▶ _What to work on_:
Every entry needs to be written out again exactly.

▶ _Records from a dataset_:
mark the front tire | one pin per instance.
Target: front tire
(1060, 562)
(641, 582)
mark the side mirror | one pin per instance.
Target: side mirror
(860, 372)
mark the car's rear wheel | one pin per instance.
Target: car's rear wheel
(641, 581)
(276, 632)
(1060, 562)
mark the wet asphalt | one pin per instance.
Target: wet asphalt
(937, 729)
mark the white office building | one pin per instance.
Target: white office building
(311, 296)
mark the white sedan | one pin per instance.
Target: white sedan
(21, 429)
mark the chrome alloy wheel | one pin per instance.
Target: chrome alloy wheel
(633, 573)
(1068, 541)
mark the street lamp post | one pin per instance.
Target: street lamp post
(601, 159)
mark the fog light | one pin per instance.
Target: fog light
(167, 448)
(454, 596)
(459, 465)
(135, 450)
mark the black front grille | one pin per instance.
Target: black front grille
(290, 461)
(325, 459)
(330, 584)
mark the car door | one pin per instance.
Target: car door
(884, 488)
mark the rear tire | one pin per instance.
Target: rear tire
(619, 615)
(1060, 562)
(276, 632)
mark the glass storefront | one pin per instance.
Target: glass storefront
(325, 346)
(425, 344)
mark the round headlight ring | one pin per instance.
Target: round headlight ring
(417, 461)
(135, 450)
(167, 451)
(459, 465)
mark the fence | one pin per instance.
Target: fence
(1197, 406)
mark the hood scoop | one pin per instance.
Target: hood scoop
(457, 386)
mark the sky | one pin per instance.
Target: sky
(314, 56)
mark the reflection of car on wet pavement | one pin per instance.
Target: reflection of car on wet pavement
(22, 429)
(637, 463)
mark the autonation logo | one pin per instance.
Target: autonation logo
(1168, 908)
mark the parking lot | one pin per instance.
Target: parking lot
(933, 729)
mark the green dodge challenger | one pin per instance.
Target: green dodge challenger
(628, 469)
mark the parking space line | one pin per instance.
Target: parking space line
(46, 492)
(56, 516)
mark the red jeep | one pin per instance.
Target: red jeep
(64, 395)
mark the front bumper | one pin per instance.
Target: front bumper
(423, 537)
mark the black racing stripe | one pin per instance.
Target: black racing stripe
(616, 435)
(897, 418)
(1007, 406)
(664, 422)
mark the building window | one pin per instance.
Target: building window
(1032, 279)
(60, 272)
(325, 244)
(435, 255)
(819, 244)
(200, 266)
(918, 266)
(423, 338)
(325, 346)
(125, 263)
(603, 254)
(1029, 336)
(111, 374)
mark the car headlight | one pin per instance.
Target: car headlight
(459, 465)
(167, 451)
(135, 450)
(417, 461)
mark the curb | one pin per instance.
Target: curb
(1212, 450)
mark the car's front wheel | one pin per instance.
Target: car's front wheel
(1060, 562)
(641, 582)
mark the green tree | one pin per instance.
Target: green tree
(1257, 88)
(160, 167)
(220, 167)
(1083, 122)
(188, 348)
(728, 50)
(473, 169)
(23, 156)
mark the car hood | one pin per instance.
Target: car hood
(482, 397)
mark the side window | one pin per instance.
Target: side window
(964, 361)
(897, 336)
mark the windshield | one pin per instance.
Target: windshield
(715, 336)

▶ _Your response_:
mark the front tire | one pin per instance.
Target: front tire
(1060, 562)
(641, 582)
mark the side mirror | one pin per instance.
Target: side mirror
(860, 372)
mark the car's rear wheel | one pin per instance.
Target: car's rear wheel
(641, 581)
(276, 632)
(1060, 562)
mark the wet asphalt | one pin per instance.
Target: wet asphalt
(937, 729)
mark the white office building | one pin per instance.
Target: white office building
(311, 296)
mark the white sedan | one pin per instance.
Target: white sedan
(21, 429)
mark the chrome alloy wheel | one pin per instance.
Target: chrome alloy wheel
(633, 573)
(1068, 541)
mark the street lamp post | one pin per instance.
Target: street lamp post
(601, 159)
mark the fog light | one pin per instance.
Target: fog light
(167, 448)
(454, 596)
(459, 465)
(135, 450)
mark the black front grille | one pin per instance.
Target: black front grille
(290, 461)
(325, 459)
(330, 584)
mark the car door | one pin per instance.
Target: car door
(884, 488)
mark the rear tire | one pin per instance.
Target: rear tire
(619, 615)
(1060, 562)
(276, 632)
mark the glass storefront | one pin per instance.
Target: glass storefront
(325, 346)
(425, 344)
mark the round headlight ring | one pin per instance.
Target: round headlight ring
(417, 461)
(135, 450)
(167, 451)
(459, 465)
mark the fence | one pin per instance.
Target: fence
(1197, 406)
mark the hood scoop | one pin per instance.
Target: hood scoop
(457, 386)
mark the sky | one pin per instance.
Target: sky
(314, 56)
mark the reflection of car on wet pavement | one pin per instance.
Target: reflection of car on wet pavement
(22, 429)
(637, 463)
mark the autonation logo | one pin per instance.
Target: autonation logo
(1168, 908)
mark the parking lot | one pin per instance.
Target: parking lot
(933, 729)
mark the green dodge challenger | one pin per instance.
Target: green dodge challenger
(628, 469)
mark the parking space line | one pin per instance.
Target: parking space line
(46, 492)
(56, 516)
mark the red jeep | one pin per instance.
Target: red jeep
(64, 395)
mark the front bumper | one pin per instance.
Target: front bumper
(423, 537)
mark the black racing stripe | one pin per instance.
Target: black racing stripe
(616, 435)
(897, 418)
(1007, 406)
(664, 422)
mark the building window | one pin per instance.
Target: building window
(1032, 279)
(60, 272)
(325, 244)
(435, 255)
(819, 244)
(200, 266)
(918, 266)
(423, 338)
(325, 346)
(125, 263)
(603, 254)
(1029, 336)
(111, 374)
mark the car headlight | one pin per instance.
Target: car headlight
(459, 465)
(167, 451)
(135, 450)
(417, 461)
mark the curb | one pin per instance.
Target: curb
(1212, 450)
mark the car's front wheel | one pin per instance.
Target: car's front wheel
(1060, 562)
(641, 582)
mark the green tree | one pin per instance.
Target: green tree
(1257, 88)
(160, 167)
(220, 167)
(1083, 122)
(188, 348)
(728, 50)
(473, 169)
(23, 156)
mark the car hood | one pin per instance.
Target: car hood
(482, 397)
mark the side window | one pin per instance.
Target: side window
(964, 361)
(897, 336)
mark the windshield | one pin per instance.
Target: windshield
(715, 336)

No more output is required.